··· RECORDS TO PROCESS ···

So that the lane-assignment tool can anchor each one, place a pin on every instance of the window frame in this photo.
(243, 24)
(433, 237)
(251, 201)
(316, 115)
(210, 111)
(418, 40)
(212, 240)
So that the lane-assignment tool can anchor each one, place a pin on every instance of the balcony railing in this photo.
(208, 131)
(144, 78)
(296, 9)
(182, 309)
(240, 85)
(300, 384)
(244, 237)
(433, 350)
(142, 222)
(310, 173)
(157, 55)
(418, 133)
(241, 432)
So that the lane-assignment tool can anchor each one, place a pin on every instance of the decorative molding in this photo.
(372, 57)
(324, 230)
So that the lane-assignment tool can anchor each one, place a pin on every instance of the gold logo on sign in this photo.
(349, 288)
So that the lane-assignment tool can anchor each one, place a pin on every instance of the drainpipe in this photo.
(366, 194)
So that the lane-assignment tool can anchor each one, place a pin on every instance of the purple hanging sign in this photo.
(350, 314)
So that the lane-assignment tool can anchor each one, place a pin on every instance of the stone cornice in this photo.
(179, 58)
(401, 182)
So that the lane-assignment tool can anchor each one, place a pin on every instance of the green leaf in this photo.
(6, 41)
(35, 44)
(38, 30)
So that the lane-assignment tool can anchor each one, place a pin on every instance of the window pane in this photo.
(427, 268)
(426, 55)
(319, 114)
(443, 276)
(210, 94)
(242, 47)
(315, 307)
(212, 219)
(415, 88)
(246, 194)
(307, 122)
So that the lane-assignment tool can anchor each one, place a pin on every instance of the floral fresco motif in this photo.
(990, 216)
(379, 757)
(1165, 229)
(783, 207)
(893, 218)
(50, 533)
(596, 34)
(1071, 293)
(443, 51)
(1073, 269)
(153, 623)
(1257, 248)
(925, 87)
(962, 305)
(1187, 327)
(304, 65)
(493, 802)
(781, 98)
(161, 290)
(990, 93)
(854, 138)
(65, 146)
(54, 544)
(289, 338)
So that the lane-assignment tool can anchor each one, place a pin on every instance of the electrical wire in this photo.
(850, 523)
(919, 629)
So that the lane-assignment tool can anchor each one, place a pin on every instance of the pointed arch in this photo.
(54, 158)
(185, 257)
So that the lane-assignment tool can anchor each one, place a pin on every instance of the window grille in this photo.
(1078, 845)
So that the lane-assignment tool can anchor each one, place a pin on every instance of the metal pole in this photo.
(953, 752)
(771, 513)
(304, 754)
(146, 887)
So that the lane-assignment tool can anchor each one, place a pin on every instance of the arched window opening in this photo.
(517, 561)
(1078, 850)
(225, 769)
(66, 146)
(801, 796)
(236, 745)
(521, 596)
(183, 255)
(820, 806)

···

Please repeat all of the material above, word for word and line for line, with nothing changed.

So that the lane-assignment tool can anchor each one, place a pin on every instance of the window frame in this photo.
(243, 24)
(433, 237)
(251, 201)
(316, 115)
(210, 111)
(418, 40)
(212, 240)
So that the lane-assignment tool can anchor each one, place a pin on every instance of the balcony railing in this photo.
(208, 131)
(144, 78)
(296, 9)
(182, 309)
(240, 85)
(300, 384)
(244, 237)
(433, 350)
(142, 222)
(310, 173)
(157, 55)
(418, 133)
(241, 432)
So that the lane-assignment tool can anchor each one, place a pin on every instance of the decorative molding in this photo.
(372, 57)
(324, 230)
So that the lane-assignment tool can anchor each one, place a pin on every instance of the gold logo on sign in this photo.
(349, 288)
So that the lane-assignment tool can anchor each one, place a pin on every instance of the drainpipe in this photo.
(366, 194)
So that the lane-assignment tool can anchor each one, place a pin on every instance of the purple hanging sign in this photo.
(350, 314)
So that the lane-assignment tool can anchor each one, place a pin on every instance of the stone cornice in this photo.
(179, 58)
(401, 182)
So that the lane-assignment tool can anchor each one, place a pin on every instance of the green leaf in this photo.
(6, 41)
(35, 44)
(38, 30)
So that the lane-assignment tool can anchor each one, place a pin on every instance of the window pane in this photo.
(427, 268)
(426, 55)
(319, 114)
(443, 276)
(210, 94)
(242, 47)
(315, 307)
(212, 219)
(415, 88)
(246, 194)
(307, 122)
So that the lane-assignment tool can anchor each one, place a pin on every instance of the floral fresco motif in this photo.
(990, 216)
(379, 757)
(1165, 229)
(783, 207)
(893, 218)
(50, 533)
(596, 34)
(1071, 293)
(443, 51)
(1073, 269)
(153, 623)
(1257, 248)
(925, 87)
(962, 305)
(1187, 327)
(304, 65)
(493, 802)
(781, 98)
(161, 290)
(990, 93)
(854, 138)
(65, 146)
(54, 544)
(289, 338)
So that the lane-assignment tool can anchor each one, place a pin on every instance of the electrical wire in this photo.
(850, 523)
(919, 629)
So that the lane-assignment tool can anchor each one, place a pin on every instance of the pointed arch in this photo.
(54, 158)
(185, 257)
So that the lane-assignment tool can anchor each one, place a pin on every instance of the window grille in this photo.
(1078, 845)
So that the lane-assignment tool can anchor each one, place a pin on every instance of the metal pole in this photo.
(953, 752)
(771, 513)
(304, 754)
(146, 887)
So that the lane-assignment tool can anchor each one, place a pin on every instance of the arched window opening in this photo.
(517, 561)
(1078, 850)
(225, 769)
(66, 146)
(801, 796)
(236, 745)
(521, 596)
(183, 255)
(820, 806)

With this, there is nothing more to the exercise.